» What the task requires
When the word "rough" appears in a line of the data below, list that line.

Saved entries

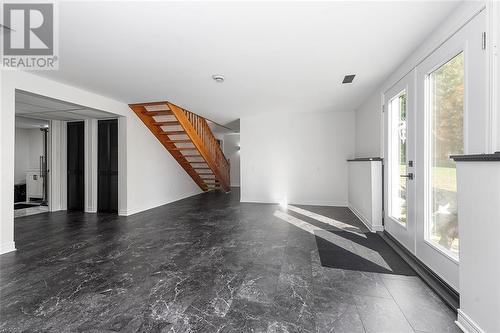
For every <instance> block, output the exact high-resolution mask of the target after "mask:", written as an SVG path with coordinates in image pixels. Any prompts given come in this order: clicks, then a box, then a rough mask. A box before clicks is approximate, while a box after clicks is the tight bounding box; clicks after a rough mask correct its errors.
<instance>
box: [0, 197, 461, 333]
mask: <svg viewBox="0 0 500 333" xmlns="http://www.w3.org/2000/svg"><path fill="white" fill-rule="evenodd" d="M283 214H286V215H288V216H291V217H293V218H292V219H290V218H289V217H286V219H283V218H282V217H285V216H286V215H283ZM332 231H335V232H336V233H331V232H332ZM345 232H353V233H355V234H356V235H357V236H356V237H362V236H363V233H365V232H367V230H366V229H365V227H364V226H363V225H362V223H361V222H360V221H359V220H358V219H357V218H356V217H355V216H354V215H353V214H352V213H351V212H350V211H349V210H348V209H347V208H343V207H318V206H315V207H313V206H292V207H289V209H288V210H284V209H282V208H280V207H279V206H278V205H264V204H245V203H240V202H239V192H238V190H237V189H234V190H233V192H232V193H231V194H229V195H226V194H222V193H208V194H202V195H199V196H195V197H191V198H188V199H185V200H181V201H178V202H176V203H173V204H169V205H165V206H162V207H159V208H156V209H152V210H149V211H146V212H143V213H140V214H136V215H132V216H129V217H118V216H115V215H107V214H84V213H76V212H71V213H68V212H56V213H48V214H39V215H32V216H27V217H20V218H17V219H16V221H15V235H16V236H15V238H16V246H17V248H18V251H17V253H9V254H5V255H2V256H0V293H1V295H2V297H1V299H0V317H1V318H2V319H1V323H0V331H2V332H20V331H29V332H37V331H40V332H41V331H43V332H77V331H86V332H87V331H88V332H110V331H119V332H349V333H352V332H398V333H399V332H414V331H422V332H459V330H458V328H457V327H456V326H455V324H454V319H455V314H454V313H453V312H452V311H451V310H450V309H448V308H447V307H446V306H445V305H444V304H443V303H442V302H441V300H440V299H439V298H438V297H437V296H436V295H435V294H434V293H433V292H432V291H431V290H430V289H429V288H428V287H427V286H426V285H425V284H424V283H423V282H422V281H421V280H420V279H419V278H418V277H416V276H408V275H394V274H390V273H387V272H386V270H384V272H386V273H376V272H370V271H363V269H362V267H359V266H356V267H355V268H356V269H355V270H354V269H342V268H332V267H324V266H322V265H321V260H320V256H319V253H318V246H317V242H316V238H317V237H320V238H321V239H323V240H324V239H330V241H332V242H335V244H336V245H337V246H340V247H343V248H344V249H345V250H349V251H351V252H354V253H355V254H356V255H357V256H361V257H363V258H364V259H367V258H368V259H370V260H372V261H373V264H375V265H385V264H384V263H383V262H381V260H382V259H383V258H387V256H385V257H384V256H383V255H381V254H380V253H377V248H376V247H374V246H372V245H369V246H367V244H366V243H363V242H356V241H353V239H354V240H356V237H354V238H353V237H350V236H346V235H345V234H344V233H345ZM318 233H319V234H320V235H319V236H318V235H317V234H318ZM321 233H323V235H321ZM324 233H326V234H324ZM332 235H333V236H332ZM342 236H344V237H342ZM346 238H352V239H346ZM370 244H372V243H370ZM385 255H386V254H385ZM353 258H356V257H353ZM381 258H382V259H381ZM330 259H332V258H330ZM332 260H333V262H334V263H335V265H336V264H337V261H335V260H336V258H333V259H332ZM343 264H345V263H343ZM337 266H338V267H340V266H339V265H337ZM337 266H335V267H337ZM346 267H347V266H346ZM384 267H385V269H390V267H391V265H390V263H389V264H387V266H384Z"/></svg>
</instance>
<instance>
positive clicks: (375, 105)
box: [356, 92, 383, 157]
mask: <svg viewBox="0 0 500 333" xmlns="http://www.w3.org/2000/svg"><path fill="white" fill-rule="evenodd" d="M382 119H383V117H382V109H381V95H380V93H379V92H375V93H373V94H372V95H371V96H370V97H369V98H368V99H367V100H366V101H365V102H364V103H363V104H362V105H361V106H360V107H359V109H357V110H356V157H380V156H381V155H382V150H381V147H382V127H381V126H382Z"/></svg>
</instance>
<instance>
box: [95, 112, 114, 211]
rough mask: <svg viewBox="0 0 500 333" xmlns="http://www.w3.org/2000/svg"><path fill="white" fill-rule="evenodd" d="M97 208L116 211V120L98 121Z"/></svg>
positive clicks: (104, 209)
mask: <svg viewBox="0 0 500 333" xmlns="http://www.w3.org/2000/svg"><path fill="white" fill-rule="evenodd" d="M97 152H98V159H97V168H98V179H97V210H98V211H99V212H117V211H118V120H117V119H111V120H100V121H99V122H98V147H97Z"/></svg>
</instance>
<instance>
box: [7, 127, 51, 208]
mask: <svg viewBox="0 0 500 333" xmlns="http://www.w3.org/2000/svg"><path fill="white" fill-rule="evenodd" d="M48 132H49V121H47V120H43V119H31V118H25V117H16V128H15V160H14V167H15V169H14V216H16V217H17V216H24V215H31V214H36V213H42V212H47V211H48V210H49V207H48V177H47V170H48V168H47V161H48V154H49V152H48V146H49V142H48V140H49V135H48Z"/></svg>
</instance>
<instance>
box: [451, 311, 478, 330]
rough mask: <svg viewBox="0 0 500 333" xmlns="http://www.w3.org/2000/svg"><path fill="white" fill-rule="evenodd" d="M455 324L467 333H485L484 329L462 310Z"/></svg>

» Response below
For every <instance> block, output the exact high-resolution mask of the target after "mask:", written as an SVG path with coordinates in image pixels. Any prompts given come in this order: clicks, then a box, then a rough mask. A box before clicks is approximate, while a box after clicks is the tight bounding box; clicks after a rough mask correct its errors.
rough mask: <svg viewBox="0 0 500 333" xmlns="http://www.w3.org/2000/svg"><path fill="white" fill-rule="evenodd" d="M97 208L116 211V120L98 121Z"/></svg>
rough mask: <svg viewBox="0 0 500 333" xmlns="http://www.w3.org/2000/svg"><path fill="white" fill-rule="evenodd" d="M455 324L467 333H485L484 329L462 310Z"/></svg>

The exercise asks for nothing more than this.